Exactly the lines from the start of the data below through the line that contains "Task: Find the flowing" are to be copied, with pictures left out.

Extracted records:
^^^^^^^^^^^^^^^^

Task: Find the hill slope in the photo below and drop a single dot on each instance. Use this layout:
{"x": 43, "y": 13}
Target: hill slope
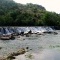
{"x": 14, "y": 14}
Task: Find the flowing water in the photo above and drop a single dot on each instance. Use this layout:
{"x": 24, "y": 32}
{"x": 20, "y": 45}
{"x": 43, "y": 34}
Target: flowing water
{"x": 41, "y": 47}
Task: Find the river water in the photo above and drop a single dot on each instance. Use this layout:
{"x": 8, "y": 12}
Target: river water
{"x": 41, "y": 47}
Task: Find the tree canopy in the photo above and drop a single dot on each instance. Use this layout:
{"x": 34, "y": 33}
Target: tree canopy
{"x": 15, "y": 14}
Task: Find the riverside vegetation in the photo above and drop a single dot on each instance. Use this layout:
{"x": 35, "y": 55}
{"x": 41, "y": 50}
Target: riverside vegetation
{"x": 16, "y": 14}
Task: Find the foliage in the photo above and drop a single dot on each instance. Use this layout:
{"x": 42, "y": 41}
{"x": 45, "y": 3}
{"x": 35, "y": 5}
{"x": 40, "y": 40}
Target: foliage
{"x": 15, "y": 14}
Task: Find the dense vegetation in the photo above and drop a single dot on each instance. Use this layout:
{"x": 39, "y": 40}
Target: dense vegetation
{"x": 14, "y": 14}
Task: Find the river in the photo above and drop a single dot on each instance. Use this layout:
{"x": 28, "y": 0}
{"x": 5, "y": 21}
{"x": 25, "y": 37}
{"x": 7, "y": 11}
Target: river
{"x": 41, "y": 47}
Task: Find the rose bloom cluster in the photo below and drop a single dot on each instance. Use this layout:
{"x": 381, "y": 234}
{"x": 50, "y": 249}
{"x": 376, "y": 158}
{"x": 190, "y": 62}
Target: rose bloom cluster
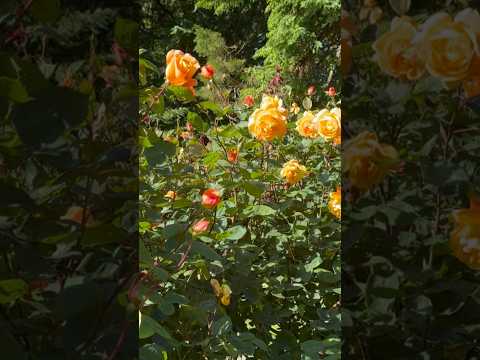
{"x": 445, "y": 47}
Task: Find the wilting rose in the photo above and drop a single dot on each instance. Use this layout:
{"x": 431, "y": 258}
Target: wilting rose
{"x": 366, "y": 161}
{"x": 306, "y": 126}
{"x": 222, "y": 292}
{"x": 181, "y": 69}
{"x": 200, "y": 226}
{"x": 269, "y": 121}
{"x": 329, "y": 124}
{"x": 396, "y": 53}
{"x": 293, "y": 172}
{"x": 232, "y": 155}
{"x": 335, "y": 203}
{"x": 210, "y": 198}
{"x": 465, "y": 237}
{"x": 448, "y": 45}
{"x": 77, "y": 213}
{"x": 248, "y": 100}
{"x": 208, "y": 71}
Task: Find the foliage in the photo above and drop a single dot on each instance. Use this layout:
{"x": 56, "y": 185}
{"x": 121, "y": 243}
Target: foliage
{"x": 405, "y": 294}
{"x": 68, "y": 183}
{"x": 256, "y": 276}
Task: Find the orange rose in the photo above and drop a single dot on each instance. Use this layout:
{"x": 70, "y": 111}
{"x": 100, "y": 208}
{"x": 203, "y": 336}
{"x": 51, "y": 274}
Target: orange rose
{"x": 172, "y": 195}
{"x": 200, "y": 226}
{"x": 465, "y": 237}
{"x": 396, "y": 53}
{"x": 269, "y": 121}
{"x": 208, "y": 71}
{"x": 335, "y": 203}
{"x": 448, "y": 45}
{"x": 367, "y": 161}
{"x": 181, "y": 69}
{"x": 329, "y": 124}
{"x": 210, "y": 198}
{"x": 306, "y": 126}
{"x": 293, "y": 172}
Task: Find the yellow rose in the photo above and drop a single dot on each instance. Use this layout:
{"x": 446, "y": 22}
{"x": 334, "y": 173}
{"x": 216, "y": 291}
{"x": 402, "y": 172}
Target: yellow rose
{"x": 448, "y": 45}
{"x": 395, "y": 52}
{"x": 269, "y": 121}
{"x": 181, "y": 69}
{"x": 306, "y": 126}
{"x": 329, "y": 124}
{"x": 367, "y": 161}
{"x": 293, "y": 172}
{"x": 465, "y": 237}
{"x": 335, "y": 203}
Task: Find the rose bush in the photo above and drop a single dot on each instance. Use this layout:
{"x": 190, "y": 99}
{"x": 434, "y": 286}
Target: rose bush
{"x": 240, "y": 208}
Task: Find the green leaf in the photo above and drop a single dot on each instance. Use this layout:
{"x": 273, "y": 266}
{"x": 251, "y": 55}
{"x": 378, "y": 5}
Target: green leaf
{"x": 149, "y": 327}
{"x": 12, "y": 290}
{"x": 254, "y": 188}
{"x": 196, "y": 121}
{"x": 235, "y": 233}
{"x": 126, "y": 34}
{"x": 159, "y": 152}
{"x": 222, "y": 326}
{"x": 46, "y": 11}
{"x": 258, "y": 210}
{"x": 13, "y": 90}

^^^^^^^^^^^^^^^^

Exercise result:
Task: Find the hill slope in the photo below and drop a single dot on each instance. Use this layout:
{"x": 43, "y": 13}
Target: hill slope
{"x": 14, "y": 14}
Task: Find the flowing water in the photo above and drop a single dot on each instance. Use this layout:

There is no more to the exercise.